■ **What you will do**
(1) Copy the part of the text on the liner Aquitania from "The Great War" to "a hospital ship." word for word.
(2) Continue the text on Cunard's liner Aquitania from its last sentence.

■ **Selected text**
Segment Open
A hardback book covering the design, construction and service of Cunard’s four-funnelled express liner Aquitania.
There were only ever fourteen four-funnel express liners in maritime history. Some of these were short-lived, some went in a blaze of publicity, others worked long and hard for their owners. One of the most enduring and endearing of these was Aquitania. Her first three commercial North Atlantic crossings in 1914 were a triumph. Then the dark clouds of war descended and life changed.
The Great War
Aquitania proudly gave four years of service to her country, first as an armed merchant cruiser, then as a troopship and finally as a hospital ship.
Aquitania’s peacetime service
Once the hostilities were over, Aquitania resumed her peacetime service and quickly became popular with all classes of travellers. Although she never fought for the Blue Riband, she was still one of the fastest liners on the route. Increasing US immigration restrictions, Prohibition, the Great Depression: all flowed over her as she plowed a steady, profitable furrow across the Atlantic. Short and long cruises were incorporated into her schedules without pausing.
Segment Closed
■ **Data records**
Segment Open
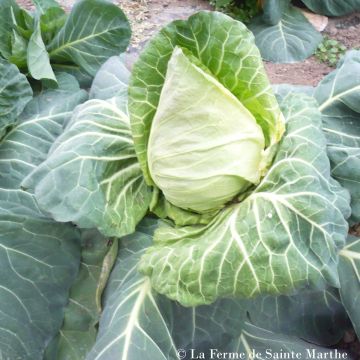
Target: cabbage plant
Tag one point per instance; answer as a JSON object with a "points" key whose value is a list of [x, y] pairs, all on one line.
{"points": [[195, 208], [247, 203]]}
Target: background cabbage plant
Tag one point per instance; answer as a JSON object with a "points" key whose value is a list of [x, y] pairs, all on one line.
{"points": [[81, 212]]}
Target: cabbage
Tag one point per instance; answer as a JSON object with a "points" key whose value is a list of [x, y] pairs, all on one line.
{"points": [[204, 146]]}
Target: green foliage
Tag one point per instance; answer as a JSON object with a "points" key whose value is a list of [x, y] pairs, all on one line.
{"points": [[42, 41], [242, 10], [330, 51], [89, 271]]}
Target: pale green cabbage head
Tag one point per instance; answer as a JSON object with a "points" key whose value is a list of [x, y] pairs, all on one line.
{"points": [[204, 146]]}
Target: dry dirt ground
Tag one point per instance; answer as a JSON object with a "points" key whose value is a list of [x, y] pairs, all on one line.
{"points": [[149, 16]]}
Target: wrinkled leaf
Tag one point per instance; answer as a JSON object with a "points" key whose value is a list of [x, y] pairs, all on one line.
{"points": [[43, 5], [37, 57], [275, 241], [94, 31], [8, 8], [81, 75], [39, 261], [339, 97], [111, 80], [349, 272], [137, 323], [51, 21], [273, 10], [290, 40], [78, 332], [133, 324], [226, 47], [104, 186], [27, 144], [15, 93]]}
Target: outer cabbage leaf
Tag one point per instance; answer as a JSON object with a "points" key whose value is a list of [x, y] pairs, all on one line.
{"points": [[8, 8], [349, 272], [333, 7], [39, 257], [39, 261], [339, 97], [104, 186], [133, 324], [198, 127], [42, 121], [37, 57], [111, 80], [273, 10], [78, 332], [139, 323], [222, 45], [314, 316], [51, 21], [15, 93], [276, 240], [94, 31], [289, 40]]}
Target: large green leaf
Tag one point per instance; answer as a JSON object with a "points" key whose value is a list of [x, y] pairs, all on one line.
{"points": [[315, 316], [133, 324], [43, 5], [78, 332], [111, 80], [333, 7], [273, 10], [290, 40], [39, 260], [276, 240], [15, 93], [226, 47], [51, 21], [8, 8], [256, 342], [27, 144], [137, 323], [37, 57], [349, 272], [339, 97], [104, 186], [94, 31]]}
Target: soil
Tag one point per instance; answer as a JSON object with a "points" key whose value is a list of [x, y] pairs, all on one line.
{"points": [[148, 16]]}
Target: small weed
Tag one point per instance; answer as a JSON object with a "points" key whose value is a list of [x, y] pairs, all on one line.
{"points": [[242, 10], [330, 51]]}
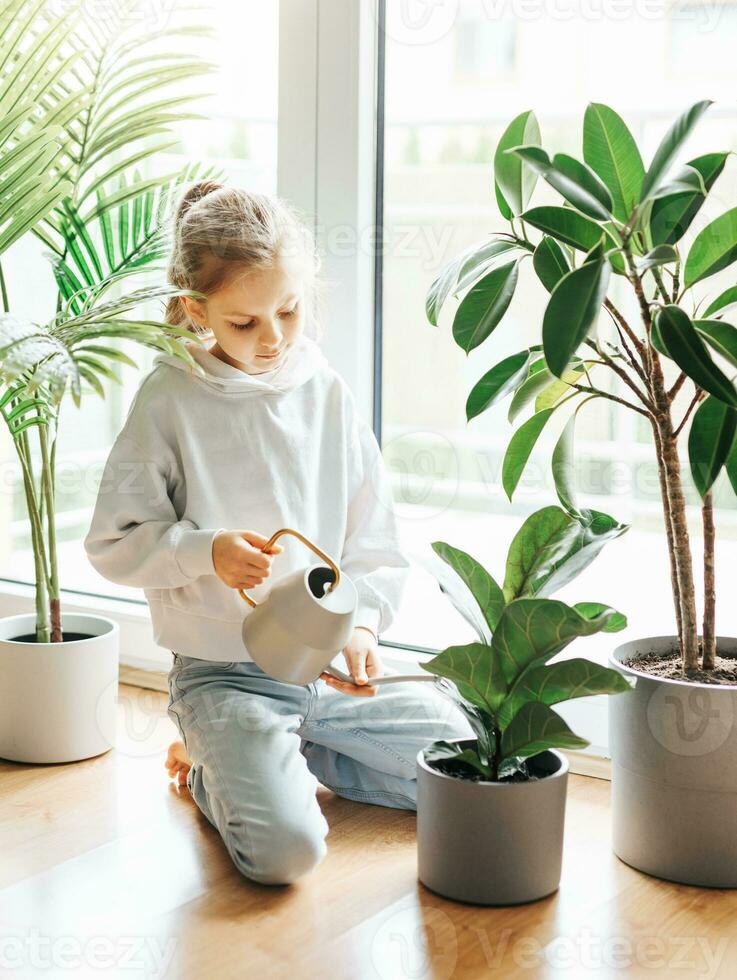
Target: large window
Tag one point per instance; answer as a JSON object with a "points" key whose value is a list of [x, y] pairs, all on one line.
{"points": [[454, 78], [238, 135]]}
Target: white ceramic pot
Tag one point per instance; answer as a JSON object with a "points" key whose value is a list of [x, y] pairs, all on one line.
{"points": [[58, 700]]}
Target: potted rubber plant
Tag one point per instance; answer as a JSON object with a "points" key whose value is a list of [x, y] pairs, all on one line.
{"points": [[491, 809], [83, 108], [666, 351]]}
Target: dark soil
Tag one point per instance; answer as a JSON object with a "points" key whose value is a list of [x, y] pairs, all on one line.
{"points": [[670, 667], [462, 770], [67, 637]]}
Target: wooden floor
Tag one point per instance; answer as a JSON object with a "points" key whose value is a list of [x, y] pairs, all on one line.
{"points": [[108, 869]]}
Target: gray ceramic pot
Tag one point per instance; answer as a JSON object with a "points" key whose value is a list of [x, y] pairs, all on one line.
{"points": [[674, 772], [491, 843]]}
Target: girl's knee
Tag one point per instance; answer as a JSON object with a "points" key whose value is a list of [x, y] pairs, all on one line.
{"points": [[286, 853]]}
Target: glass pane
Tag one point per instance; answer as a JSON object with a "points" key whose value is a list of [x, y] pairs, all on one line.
{"points": [[236, 134], [456, 75]]}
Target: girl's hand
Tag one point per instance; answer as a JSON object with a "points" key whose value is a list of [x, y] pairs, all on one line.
{"points": [[238, 559], [362, 657]]}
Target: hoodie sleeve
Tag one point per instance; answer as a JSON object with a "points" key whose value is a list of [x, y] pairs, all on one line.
{"points": [[134, 537], [372, 553]]}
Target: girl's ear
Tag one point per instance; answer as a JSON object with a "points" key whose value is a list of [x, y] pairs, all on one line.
{"points": [[195, 310]]}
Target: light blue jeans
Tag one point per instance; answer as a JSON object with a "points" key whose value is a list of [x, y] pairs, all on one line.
{"points": [[259, 747]]}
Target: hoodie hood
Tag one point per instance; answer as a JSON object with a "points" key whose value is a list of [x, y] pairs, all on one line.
{"points": [[303, 360]]}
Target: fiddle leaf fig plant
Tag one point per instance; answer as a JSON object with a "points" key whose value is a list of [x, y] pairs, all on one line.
{"points": [[618, 231], [504, 682]]}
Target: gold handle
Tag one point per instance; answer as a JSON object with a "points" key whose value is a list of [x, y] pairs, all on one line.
{"points": [[318, 551]]}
Segment Closed
■ **Your written answers**
(1)
The Great War
Aquitania proudly gave four years of service to her country, first as an armed merchant cruiser, then as a troopship and finally as a hospital ship.

(2)
World War II
With the advent of yet another war, she was soon requisitioned as a troopship, giving six years of hard work around the world.
Peacetime again
Her last few years after World War Two were repatriating American and Canadian troops, German prisoners of war and war brides, before carrying emigrants to their new lives in a new world. She was finally scrapped in 1950, the last of her type, a true historic liner.
162 pages plus three A3 throw-out deck plans.